**PROBLEMS TO SOLVE:**
A) Reproduce the passage of the mem2reg thread between "While playing with" and "weird C-compliant behavior.", inclusive.
B) In the mem2reg thread, what replaces the first load of variable b that comes before the single store?

**EXCERPT TO READ:**
- - -

Mem2reg: load before single store

Hi all!

While playing with LLVM, I’ve found a weird behavior in mem2reg pass.

When optimizing single stores, undefined value is placed before any load preceding the store (based on basicblock’s ordering and simple dominator analysis, if I remember correctly).

This is the line that is responsible for the behavior: (LLVM9 does the same)

https://llvm.org/doxygen/PromoteMemoryToRegister_8cpp_source.html#l00629

A problem arises, and I am not sure if it is really a problem or just weird C-compliant behavior.

int a; // or, equally, int a=0;

int main(){
int b;
if (b) // (*)
b=a;
if (b)
printf(“This will be called”);
}

The first load of variable b, before the single store (the first branching) is replaced by undef, so the second branch will be replaced by a phi node, if the (*) branch is taken, the value is 0, else undef.

I’m concerned that this is an LLVM bug.

Reproduction:

clang -S -emit-llvm test.c
opt -mem2reg test.ll

I’m not at the computer right now, so I cannot show the exact generated code.

Radnai László

Hi again!

The initial code: (test.c)

#include <stdio.h>

int a; // or, equally, int a=0;

int main(){
int b;
if (b) // (*)
b=a;
if (b)

- - -

**STORED DATA:**
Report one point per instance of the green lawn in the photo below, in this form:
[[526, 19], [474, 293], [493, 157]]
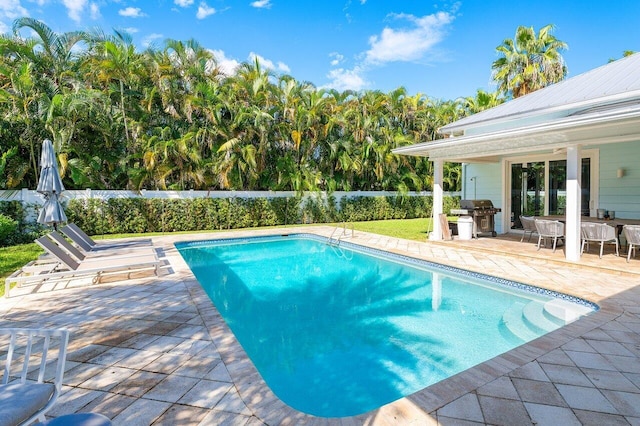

- - -

**SOLUTIONS PER TASK:**
A)
While playing with LLVM, I’ve found a weird behavior in mem2reg pass.

When optimizing single stores, undefined value is placed before any load preceding the store (based on basicblock’s ordering and simple dominator analysis, if I remember correctly).

This is the line that is responsible for the behavior: (LLVM9 does the same)

https://llvm.org/doxygen/PromoteMemoryToRegister_8cpp_source.html#l00629

A problem arises, and I am not sure if it is really a problem or just weird C-compliant behavior.

B) It is replaced by undef.